■ Set exercise
Please copy out the lines of the listing below, starting with the line that contains "Given the photograph above, point out the engine nacelle" and continuing through the end of the listing, both ends included.

■ Information shown

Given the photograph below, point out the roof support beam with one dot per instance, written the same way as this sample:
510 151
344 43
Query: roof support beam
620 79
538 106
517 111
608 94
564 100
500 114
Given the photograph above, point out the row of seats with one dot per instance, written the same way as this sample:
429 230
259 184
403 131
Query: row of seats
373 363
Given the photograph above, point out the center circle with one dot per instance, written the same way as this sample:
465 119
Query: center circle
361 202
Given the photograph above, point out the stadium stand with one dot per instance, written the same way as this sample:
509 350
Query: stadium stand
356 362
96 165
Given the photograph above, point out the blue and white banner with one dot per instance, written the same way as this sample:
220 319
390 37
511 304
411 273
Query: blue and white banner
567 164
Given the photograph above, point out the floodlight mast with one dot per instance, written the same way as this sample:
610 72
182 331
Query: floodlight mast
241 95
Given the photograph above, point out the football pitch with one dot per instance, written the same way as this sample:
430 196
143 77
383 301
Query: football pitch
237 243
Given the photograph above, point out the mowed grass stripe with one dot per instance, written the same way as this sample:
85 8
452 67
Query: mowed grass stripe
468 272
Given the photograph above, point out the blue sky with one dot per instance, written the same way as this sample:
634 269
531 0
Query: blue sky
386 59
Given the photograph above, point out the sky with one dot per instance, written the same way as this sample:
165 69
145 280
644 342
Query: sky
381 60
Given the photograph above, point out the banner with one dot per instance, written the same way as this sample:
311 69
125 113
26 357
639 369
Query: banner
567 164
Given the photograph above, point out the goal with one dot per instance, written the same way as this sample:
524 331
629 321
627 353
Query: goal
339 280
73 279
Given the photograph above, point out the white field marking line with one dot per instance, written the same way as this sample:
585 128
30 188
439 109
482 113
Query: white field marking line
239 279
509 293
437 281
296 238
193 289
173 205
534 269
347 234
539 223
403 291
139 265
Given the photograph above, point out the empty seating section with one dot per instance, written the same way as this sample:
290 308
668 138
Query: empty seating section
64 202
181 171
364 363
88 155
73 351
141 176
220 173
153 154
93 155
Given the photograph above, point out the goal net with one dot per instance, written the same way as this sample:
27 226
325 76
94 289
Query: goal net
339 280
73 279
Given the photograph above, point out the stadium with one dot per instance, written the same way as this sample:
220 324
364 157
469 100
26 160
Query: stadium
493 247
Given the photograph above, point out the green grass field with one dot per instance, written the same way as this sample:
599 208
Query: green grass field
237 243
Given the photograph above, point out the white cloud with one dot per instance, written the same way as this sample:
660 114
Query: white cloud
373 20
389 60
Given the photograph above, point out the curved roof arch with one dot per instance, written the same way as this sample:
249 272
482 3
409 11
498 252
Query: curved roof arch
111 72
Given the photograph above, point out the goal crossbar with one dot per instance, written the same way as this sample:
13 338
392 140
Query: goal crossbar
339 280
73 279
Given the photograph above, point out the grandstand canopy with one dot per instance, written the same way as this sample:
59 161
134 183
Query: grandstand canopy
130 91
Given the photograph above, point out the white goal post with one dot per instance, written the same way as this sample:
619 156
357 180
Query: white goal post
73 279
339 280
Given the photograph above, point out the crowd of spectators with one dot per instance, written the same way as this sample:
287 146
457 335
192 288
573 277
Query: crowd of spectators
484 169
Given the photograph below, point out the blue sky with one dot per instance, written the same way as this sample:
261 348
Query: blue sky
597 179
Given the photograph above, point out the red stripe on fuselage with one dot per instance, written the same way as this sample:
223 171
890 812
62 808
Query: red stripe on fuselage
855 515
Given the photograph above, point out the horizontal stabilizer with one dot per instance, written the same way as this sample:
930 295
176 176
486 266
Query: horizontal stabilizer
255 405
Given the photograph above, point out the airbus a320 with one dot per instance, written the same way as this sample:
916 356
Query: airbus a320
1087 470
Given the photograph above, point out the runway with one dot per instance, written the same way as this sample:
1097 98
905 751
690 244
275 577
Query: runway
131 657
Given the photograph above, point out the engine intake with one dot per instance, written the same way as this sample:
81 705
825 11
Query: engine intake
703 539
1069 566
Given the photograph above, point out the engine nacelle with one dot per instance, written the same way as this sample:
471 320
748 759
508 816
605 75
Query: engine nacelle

■ Exercise answer
Given the photograph above, point out the engine nacelle with one dot per instance, written the same way as this sample:
471 320
748 759
508 816
605 75
Query: engine nacelle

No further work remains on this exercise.